▶ Problem details:
Rewrite all of the records below in full, including their request lines, with every point coordinate in the answers scaled by 1.55 and rounded to a whole number, halves rounding up. Omit the pictures from your answer.
+++ Extracted material
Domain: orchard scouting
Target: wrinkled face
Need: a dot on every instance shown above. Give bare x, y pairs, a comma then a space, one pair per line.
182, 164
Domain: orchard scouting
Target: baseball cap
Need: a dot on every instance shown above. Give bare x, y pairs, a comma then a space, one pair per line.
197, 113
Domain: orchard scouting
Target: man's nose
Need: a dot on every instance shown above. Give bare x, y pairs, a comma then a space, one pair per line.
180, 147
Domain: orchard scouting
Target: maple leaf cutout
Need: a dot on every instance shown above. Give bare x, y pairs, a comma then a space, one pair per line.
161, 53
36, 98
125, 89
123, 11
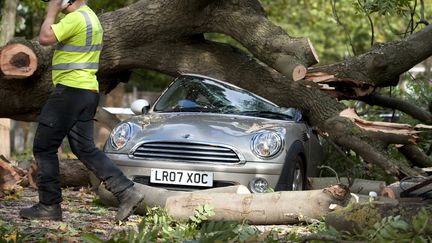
++++++
▶ Exercise solution:
Domain: orchard scouting
Target: wrinkled face
Need: a dot on every instance shown above. Give bare x, y pairs, a comma then a space, one pair per line.
282, 254
Domain: orchard scouting
Target: baseball cap
Need: a dot on every instance shown above. Give bare x, y pairs, a comma then a space, one pair per line.
305, 175
Domain: orchard scouting
Target: man's nose
Need: a dot on every instance shown above. Give bare x, y pairs, a comma then a space, one pair per line.
279, 228
Domain: orchard scouting
Target: maple leaf cutout
Need: a dot on every instance shown above. Give bare x, y pairs, a comma then a space, one pair per line.
250, 82
56, 152
194, 138
191, 17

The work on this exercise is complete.